Starting at the top of the records, output every line through the one that contains "# test: pointer marks one dot per instance of the brick", keeping each exactly as it appears.

◆ ◆ ◆ ◆ ◆

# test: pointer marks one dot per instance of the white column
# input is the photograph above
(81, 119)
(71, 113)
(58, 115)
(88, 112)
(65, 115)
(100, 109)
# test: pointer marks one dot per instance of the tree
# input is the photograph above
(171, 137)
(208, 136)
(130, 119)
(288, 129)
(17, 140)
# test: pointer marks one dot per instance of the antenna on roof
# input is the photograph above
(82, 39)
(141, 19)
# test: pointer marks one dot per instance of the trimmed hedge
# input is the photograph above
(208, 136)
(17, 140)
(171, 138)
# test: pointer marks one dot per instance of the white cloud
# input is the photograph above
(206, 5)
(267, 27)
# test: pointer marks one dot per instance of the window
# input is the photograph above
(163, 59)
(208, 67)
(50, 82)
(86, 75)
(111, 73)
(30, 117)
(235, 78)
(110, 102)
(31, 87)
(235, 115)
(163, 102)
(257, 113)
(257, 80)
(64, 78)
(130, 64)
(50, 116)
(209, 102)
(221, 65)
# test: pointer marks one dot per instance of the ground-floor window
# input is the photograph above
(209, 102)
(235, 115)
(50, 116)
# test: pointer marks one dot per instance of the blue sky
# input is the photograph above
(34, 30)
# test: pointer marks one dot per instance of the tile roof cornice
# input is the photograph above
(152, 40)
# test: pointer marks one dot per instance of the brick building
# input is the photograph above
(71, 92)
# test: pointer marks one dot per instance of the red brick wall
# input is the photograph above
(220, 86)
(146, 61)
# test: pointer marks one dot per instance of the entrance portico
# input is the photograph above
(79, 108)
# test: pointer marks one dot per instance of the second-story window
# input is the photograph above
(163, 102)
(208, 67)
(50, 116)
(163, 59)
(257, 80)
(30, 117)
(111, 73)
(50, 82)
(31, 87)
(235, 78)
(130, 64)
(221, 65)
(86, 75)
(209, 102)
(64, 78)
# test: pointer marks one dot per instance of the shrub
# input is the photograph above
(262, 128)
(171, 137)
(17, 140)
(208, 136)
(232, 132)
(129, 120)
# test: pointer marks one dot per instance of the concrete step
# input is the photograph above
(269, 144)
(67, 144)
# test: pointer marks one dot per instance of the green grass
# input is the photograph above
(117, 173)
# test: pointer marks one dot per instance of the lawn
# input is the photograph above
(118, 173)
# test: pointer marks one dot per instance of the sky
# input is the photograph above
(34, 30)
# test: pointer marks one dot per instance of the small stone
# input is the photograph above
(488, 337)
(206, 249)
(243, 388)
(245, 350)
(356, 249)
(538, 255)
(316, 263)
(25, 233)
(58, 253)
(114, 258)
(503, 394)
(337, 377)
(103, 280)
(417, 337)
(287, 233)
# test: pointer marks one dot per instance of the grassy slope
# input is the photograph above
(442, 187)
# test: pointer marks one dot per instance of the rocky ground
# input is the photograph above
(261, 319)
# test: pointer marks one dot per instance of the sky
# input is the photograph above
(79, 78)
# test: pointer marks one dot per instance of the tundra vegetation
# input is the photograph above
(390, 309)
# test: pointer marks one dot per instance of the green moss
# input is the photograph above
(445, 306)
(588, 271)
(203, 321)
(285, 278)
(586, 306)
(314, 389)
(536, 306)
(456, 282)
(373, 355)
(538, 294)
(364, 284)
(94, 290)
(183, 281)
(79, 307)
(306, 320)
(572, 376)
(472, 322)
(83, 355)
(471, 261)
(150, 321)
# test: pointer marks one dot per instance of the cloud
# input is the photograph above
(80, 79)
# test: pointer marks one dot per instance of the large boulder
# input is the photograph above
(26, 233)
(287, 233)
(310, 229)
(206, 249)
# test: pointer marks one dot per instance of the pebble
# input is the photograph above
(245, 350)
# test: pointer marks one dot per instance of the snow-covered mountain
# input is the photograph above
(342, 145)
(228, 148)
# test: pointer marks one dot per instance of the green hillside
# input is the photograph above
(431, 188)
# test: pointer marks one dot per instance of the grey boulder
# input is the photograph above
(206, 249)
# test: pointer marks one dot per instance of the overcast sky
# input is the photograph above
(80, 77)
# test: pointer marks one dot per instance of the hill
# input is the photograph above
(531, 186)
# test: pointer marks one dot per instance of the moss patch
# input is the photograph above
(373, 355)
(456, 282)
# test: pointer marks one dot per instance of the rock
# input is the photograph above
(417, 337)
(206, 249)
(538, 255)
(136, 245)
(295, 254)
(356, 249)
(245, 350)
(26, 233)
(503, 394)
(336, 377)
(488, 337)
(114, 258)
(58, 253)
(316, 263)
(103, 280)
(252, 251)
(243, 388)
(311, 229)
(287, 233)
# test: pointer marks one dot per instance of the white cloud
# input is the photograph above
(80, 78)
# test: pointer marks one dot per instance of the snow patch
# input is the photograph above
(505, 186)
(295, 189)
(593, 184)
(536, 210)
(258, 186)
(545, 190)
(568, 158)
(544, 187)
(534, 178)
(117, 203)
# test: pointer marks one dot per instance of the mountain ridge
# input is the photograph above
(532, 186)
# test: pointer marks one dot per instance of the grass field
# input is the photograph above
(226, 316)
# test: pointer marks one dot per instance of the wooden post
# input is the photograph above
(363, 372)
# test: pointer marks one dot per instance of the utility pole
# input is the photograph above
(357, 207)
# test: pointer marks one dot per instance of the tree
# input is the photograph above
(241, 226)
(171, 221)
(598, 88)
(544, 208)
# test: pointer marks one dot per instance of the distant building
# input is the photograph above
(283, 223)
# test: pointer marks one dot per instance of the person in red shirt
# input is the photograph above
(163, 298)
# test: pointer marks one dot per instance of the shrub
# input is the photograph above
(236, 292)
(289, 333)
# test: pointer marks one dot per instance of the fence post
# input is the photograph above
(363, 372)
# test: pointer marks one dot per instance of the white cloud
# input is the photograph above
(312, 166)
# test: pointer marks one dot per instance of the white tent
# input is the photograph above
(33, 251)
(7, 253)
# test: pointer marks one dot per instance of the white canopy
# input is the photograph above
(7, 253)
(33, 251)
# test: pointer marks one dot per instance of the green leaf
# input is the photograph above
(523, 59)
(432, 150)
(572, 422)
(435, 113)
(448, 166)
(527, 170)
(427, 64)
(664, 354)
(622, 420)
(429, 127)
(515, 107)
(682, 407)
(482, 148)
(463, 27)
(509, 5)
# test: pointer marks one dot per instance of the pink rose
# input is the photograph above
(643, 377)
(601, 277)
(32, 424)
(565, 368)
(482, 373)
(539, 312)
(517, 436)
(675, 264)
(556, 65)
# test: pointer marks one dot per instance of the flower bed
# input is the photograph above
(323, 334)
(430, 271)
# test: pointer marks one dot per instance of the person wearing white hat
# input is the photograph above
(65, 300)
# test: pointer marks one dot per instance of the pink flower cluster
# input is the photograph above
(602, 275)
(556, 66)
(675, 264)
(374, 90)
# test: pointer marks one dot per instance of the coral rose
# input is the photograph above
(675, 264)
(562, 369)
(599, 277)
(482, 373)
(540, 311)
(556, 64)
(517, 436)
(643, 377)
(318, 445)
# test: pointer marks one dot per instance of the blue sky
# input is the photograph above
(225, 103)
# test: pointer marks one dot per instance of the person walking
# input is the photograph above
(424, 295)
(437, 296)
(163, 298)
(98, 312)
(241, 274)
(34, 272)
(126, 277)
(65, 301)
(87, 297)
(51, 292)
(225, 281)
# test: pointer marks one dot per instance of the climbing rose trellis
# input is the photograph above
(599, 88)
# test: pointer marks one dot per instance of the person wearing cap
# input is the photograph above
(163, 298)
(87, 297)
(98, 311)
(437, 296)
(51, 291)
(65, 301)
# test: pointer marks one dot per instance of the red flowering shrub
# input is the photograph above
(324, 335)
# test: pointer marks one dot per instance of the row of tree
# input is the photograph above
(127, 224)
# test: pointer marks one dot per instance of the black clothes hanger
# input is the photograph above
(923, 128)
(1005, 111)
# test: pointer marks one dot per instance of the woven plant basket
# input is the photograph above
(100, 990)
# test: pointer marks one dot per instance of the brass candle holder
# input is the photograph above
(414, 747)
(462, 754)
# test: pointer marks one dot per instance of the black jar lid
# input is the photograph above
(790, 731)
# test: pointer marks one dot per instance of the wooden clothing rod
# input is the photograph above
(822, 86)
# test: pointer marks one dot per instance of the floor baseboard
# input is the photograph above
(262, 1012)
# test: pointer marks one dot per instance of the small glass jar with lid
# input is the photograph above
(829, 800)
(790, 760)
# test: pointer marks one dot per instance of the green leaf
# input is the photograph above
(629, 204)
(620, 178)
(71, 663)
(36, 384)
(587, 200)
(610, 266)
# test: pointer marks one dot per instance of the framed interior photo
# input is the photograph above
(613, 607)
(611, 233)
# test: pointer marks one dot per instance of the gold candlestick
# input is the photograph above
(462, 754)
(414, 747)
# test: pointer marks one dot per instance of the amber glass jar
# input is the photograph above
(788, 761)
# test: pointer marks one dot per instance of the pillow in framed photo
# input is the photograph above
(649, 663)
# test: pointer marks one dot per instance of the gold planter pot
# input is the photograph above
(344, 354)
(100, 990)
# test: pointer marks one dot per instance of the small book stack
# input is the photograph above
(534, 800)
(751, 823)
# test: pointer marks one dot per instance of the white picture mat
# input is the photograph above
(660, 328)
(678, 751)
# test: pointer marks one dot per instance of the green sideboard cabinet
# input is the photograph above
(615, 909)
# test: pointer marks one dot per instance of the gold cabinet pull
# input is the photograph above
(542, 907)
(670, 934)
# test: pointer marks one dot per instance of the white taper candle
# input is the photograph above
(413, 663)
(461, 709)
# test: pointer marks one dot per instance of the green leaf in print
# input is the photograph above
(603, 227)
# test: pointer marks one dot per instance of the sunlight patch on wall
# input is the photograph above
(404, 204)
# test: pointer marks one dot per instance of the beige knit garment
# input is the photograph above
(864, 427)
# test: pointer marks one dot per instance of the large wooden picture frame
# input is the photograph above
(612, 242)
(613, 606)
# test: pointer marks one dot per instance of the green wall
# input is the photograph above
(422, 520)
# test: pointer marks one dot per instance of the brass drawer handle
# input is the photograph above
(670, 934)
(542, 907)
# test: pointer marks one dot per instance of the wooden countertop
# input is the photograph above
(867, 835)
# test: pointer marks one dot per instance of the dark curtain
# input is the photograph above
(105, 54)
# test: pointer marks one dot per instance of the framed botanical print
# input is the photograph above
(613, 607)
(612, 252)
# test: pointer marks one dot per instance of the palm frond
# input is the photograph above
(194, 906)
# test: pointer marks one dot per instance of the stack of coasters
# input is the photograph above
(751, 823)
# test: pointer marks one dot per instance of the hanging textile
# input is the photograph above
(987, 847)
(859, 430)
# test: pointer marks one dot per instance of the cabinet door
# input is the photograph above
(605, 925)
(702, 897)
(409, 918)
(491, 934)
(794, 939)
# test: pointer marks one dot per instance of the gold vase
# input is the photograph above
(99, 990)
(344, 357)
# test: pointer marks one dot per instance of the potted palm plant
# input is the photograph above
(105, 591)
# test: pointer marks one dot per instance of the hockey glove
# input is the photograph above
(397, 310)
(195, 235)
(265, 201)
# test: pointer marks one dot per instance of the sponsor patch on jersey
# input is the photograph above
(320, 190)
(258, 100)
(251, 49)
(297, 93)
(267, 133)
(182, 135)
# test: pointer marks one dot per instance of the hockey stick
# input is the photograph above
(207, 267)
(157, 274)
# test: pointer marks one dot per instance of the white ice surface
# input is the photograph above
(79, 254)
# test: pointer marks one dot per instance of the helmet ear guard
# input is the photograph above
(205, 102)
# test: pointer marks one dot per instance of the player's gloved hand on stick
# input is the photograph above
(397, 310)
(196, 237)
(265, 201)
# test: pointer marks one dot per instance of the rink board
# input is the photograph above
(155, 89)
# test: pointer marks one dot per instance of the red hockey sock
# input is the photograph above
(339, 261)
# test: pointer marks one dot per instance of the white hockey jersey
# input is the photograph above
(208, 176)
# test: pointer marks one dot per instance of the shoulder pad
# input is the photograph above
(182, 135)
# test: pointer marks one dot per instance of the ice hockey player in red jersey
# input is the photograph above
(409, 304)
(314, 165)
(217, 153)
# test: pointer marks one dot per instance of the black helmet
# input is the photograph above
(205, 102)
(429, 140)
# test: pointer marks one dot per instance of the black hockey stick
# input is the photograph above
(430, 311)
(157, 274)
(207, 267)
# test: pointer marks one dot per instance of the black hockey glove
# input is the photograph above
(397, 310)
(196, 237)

◆ ◆ ◆ ◆ ◆

Solution for this task:
# test: pointer marks one dot per instance of the white column
# input is the photograph above
(81, 119)
(71, 113)
(58, 115)
(88, 112)
(65, 115)
(100, 109)
# test: pointer marks one dot per instance of the tree
# input is the photograph above
(171, 137)
(208, 136)
(130, 119)
(288, 129)
(17, 140)
# test: pointer marks one dot per instance of the antenna on roof
# input is the photograph above
(82, 39)
(141, 19)
# test: pointer marks one dot per instance of the trimmed hedge
# input is the photograph above
(208, 136)
(17, 140)
(171, 138)
# test: pointer marks one dot per instance of the white cloud
# input is the photograph above
(206, 5)
(267, 27)
# test: pointer marks one dot per instance of the window
# input is the photograph above
(163, 59)
(208, 67)
(50, 82)
(86, 75)
(111, 73)
(30, 117)
(235, 78)
(110, 102)
(31, 87)
(235, 115)
(163, 102)
(257, 113)
(257, 80)
(64, 78)
(130, 64)
(50, 116)
(209, 102)
(221, 65)
# test: pointer marks one dot per instance of the ground-floor window
# input is the photograph above
(209, 102)
(235, 115)
(50, 116)
# test: pointer marks one dot per instance of the blue sky
# input is the photograph above
(34, 30)
# test: pointer marks one dot per instance of the tile roof cornice
# input is the photograph above
(152, 40)
# test: pointer marks one dot per instance of the brick building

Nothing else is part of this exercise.